What this task involves » Images embedded in the records are excluded; print everything else exactly as given.

Segment Open

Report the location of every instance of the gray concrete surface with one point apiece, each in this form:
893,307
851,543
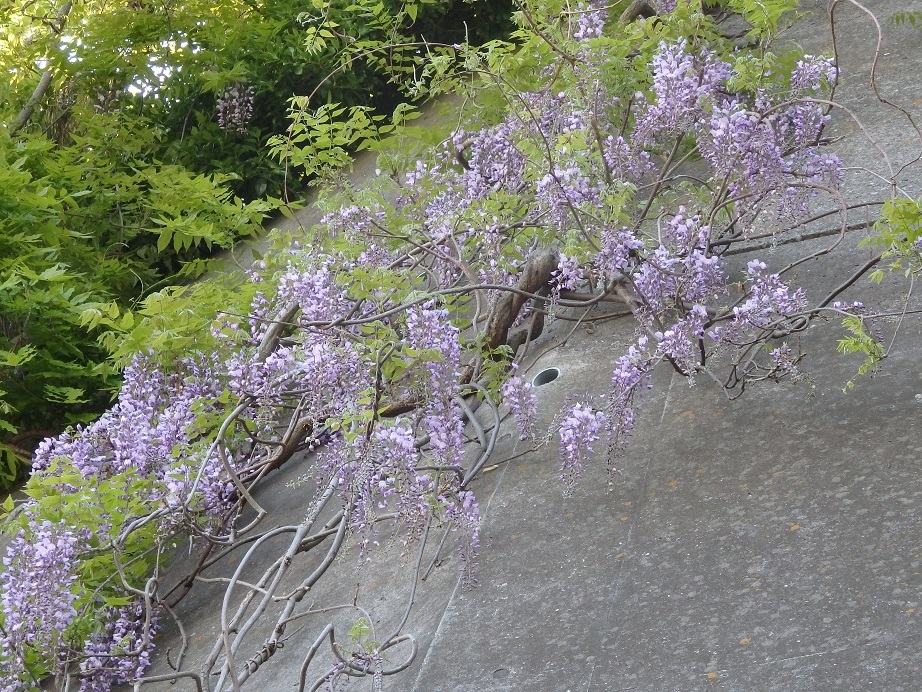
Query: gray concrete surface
769,543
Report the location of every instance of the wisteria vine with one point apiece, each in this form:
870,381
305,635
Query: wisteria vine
614,175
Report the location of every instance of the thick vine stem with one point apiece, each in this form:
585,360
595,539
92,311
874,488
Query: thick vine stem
535,276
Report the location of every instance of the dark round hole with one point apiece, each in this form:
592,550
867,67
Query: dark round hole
545,376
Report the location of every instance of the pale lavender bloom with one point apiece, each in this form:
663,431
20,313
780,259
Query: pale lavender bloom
811,73
683,84
631,372
567,275
580,428
235,108
591,18
118,655
463,512
429,329
519,397
37,594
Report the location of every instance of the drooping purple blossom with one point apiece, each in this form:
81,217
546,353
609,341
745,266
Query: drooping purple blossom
37,596
581,427
519,397
430,330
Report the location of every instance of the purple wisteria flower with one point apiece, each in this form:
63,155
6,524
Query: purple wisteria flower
519,397
235,108
580,428
429,330
37,597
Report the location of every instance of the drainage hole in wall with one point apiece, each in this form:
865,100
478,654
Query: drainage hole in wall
545,376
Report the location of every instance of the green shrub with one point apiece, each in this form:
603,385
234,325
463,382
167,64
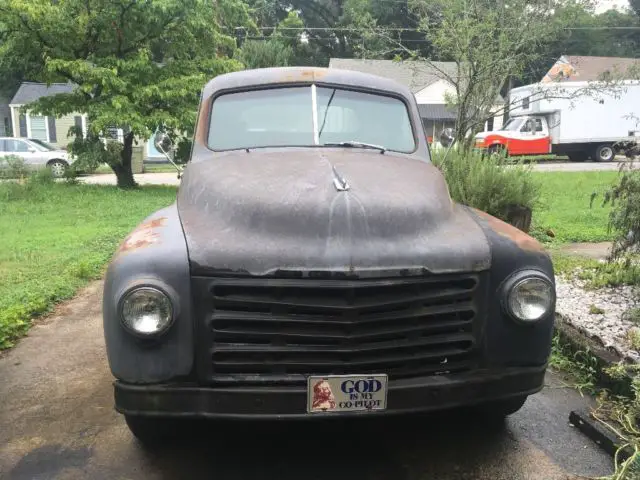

Segment Closed

Solution »
Report the location of every instance of the gray concrete surface with one point apiece, each in this form:
893,307
851,543
Query: gray concrete surface
769,543
Report the location of every instance of the wisteria vine with one point apiece, each in this form:
870,381
305,635
Query: wisteria vine
614,175
Report the location of every instance of the thick vine stem with one point apiece, each in this form:
585,360
595,539
92,311
874,488
Query: thick vine stem
535,276
Report the location of every instance of the dark round hole with one point apiece, each in this form:
592,550
867,67
Query: dark round hole
545,376
Report the location of every instance of the pale lavender bloom with one point apiece, each in this form:
663,431
20,313
780,259
Query: pale lavender bloom
811,73
683,84
631,372
567,275
580,428
235,108
591,18
118,655
463,512
429,329
519,397
37,594
Report the location of every instance of the drooping purple blossom with one point apiece, each in this form:
81,217
546,353
609,341
745,266
Query: drooping purple blossom
37,596
581,427
519,397
430,330
Report the location of every instance of the purple wisteria flower with one point apiece, each in this form:
63,155
6,524
Query: purple wisteria flower
519,397
235,108
580,428
429,330
37,597
Report the location of every instance of the drainage hole in wall with one point apiece, each in this form:
865,100
478,654
Query: drainage hole in wall
545,376
Report the location of every instance of the green shrub with one point apiece, each in this form:
603,385
234,325
463,382
167,64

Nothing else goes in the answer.